• _Task item 1_: According to the article on AI and Taiwan's economy, what share of the global production market for advanced logic chips under 10 nanometers do Taiwanese foundries hold?
• _Task item 2_: Pick up the article on AI and Taiwan's economy after its final sentence and keep writing it.

---- Text

AI: New Driver of Taiwan’s Economy

The Western world’s increasing adoption of ChatGPT and other artificial intelligence tools is sparking a surge in investments in generative artificial intelligence. These investments are in turn driving robust demand for high-performance graphics processing units and other semiconductor devices.  

Technology research firm Gartner has predicted that semiconductors designed to execute AI workloads will present revenue opportunities amounting to US$53.4 billion this year for the global semiconductor sector.  

Globally, AI semiconductor revenue is expected to experience consistent double-digit growth year-on-year, with a forecasted value of US$67.1 billion in 2024. By 2027, this figure is projected to soar to an estimated US$119.4 billion, more than a twofold increase over 2023 revenues. 

Taiwan is positioned to reap significant and immediate benefits from this emerging trend. “AI demand will play a pivotal role in driving Taiwan’s economic growth,” notes Ma Tieying, an economist with the Development Bank of Singapore (DBS). She emphasizes that Taiwanese foundries hold a distinct advantage, as they currently command approximately 90% of the global production market for advanced logic chips with dimensions under 10 nanometers.  

However, supply issues are expected in the coming year. Taiwan Semiconductor Manufacturing Co. (TSMC) in September said supply constraints on AI chips are likely to last for around 18 months due to limitations in advanced chip packaging services. Chairman Mark Liu said the problem lies in the shortage of advanced chip packaging (CoWoS) capacity. TSMC is the exclusive manufacturer of Nvidia’s H100 and A100 AI processors, which are vital for applications like ChatGPT. 

Liu says the shortage should be temporary, easing by the end of 2024 as TSMC expands its advanced chip packaging capacity with a new facility in Taiwan. Stressing the need for a “paradigm shift” in semiconductor technology integration, he emphasized that tightly interconnected chips are needed to accommodate more transistors, leading to higher computing power.

--------
---- Entries provided

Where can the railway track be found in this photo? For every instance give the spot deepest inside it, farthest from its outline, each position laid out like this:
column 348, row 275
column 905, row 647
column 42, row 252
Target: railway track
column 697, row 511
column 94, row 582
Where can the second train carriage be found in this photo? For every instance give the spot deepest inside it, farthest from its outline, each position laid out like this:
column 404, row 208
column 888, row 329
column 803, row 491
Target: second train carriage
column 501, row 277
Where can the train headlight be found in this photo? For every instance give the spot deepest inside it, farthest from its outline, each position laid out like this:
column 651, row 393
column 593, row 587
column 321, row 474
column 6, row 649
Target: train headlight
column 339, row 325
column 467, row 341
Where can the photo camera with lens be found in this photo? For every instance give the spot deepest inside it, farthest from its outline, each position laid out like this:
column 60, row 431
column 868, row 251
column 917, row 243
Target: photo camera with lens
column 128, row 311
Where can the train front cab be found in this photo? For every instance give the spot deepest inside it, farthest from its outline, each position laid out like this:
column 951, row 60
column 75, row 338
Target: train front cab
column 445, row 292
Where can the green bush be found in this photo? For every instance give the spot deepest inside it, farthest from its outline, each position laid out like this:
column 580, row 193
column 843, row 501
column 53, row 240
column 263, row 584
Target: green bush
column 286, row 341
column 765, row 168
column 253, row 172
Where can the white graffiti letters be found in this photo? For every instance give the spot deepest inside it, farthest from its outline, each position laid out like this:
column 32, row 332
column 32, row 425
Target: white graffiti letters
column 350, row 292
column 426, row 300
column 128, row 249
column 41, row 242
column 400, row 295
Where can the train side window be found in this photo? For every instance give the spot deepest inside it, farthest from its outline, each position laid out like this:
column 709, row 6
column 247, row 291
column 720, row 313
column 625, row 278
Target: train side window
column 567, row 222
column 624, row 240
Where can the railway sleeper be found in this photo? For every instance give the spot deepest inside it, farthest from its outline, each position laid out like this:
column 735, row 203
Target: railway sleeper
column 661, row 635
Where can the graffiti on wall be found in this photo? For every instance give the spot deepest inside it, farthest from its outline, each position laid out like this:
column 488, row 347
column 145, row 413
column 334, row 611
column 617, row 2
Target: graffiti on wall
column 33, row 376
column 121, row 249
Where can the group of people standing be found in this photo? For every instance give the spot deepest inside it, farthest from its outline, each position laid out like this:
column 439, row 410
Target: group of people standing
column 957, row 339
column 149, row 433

--------

• _Response box 1_: Approximately 90%.

• _Response box 2_:
TSMC envisions chips having over a trillion transistors within the next decade, made possible by advanced chip packaging techniques. Other chipmakers are also focusing on innovative packaging, with Intel aiming to quadruple its advanced chip packaging capacity by 2025 in its bid to regain global leadership in semiconductor manufacturing. 

“TSMC has already secured a substantial share of the AI market,” says Ma, noting that it already manufactures graphic processing units (GPUs) for Nvidia and AMD. “Industry giants including Microsoft, Google, Amazon, and Meta are reportedly pursuing their custom AI chip development, which will also leverage TSMC’s advanced nodes for fabrication.” 

Bum Ki Son, a regional economist with Barclays, says that since the second quarter of this year, “we have seen very high-end semiconductor demand picking up, including demand for AI-related GPUs. GPUs are important as they make the processing of data a lot faster. The use of AI means that the data we need to process in our normal day-to-day lives will increase exponentially. TSMC has an edge in these high-end productions. The rise in AI demand is a structural factor that will benefit Taiwan.”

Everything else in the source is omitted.